Locate the line containing "the construction worker", then please write out that line and all the lines below it in the entries exactly.

Stored items from a collection
----------------------------------------

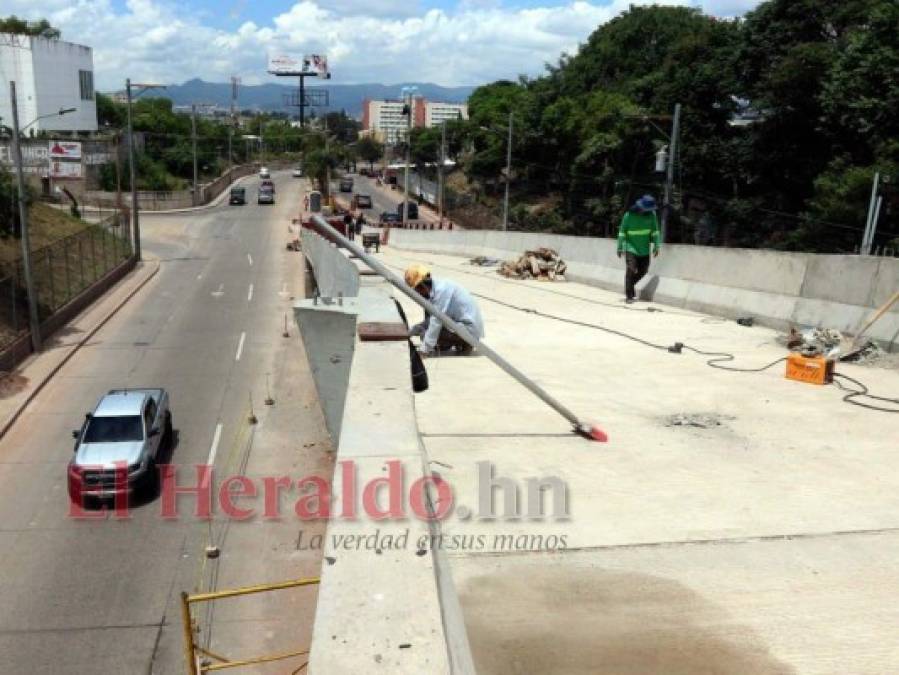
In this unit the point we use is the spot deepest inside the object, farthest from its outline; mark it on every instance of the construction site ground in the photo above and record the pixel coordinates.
(735, 522)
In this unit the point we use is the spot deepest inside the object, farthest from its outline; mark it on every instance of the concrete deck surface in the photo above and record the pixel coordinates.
(765, 544)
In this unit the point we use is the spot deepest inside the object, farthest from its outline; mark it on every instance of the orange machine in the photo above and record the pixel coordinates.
(811, 369)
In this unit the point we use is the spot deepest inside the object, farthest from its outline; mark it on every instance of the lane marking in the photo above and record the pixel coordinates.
(215, 444)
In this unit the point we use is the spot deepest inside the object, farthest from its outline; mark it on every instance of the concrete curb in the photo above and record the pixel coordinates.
(190, 209)
(11, 419)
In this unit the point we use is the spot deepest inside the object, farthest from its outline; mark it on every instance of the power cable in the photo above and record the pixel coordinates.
(862, 392)
(716, 360)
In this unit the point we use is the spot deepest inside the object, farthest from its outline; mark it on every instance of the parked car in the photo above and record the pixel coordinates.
(126, 433)
(265, 196)
(413, 210)
(238, 196)
(361, 201)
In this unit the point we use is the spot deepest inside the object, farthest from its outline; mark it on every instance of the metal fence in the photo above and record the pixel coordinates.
(61, 272)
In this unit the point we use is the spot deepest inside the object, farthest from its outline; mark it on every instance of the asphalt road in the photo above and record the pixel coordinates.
(80, 596)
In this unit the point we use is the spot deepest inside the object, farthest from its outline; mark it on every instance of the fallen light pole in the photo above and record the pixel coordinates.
(583, 428)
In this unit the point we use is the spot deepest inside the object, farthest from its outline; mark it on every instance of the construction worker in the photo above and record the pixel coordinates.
(638, 231)
(452, 300)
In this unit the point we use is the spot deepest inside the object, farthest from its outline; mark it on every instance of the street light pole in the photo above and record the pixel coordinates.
(132, 175)
(669, 180)
(407, 94)
(34, 319)
(440, 178)
(193, 139)
(508, 176)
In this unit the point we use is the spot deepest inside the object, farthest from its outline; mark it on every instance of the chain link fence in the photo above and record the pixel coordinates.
(61, 272)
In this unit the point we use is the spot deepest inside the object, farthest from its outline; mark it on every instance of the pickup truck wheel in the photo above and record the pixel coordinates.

----------------------------------------

# RESULT FOR THIS EXERCISE
In this unit the point we use is the spot deepest inside the object, farthest from its outline; mark it on every instance of the construction worker in the photo above and record the pixel coordinates.
(638, 231)
(452, 300)
In this unit the point we use is the spot deepest inside the object, farthest from its outline; mark it on every instance of the street light pole in the photo above and record the pixel coordinates.
(132, 175)
(669, 180)
(407, 94)
(34, 319)
(440, 178)
(193, 139)
(508, 176)
In this unit the point we use is the spot deepest inside the object, farthest from its outline; mark it on every instance of the chain link fence in the photo above and record the pixel coordinates.
(61, 272)
In this unit the point we use is the spot deepest inside the object, farthest from its outline; mark it on every instance of the pickup truck wheel in the photo above and record the pixel coordinates.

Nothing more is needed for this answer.